═════ INFORMATION ═════
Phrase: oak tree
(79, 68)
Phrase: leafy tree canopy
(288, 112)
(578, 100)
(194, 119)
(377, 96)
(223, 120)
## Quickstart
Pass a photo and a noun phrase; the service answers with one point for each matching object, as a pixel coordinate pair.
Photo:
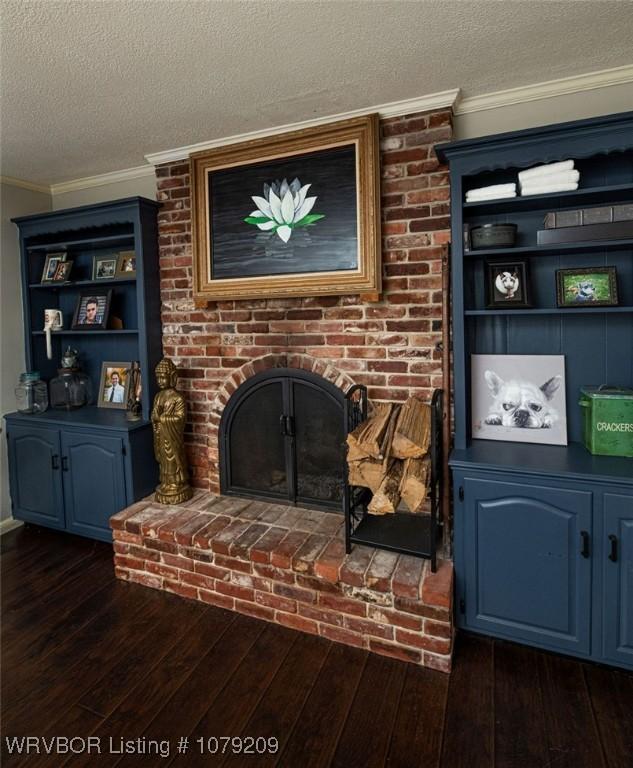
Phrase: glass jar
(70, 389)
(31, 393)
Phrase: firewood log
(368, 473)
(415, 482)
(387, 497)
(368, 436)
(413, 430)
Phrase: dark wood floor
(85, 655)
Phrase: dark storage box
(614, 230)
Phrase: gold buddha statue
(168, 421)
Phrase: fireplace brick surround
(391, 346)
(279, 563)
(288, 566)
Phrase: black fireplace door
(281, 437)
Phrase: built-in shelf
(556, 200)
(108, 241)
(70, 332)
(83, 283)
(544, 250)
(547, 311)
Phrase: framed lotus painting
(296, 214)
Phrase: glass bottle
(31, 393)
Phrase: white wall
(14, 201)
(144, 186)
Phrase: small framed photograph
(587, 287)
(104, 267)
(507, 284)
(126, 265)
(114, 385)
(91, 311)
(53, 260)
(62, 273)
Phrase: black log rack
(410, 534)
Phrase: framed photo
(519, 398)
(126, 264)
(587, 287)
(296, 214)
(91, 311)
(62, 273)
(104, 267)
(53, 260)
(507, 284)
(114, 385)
═════
Write out exactly the lines from the line with "Phrase: white wall" to the close of the listing above, including both of those lines.

Phrase: white wall
(14, 201)
(144, 186)
Phrase: small framed photograph
(587, 287)
(104, 267)
(507, 284)
(126, 265)
(114, 385)
(91, 311)
(53, 260)
(62, 273)
Phrase: black log rack
(410, 534)
Phrase: framed photo
(519, 398)
(126, 264)
(587, 287)
(296, 214)
(91, 311)
(62, 273)
(104, 267)
(53, 260)
(507, 284)
(114, 385)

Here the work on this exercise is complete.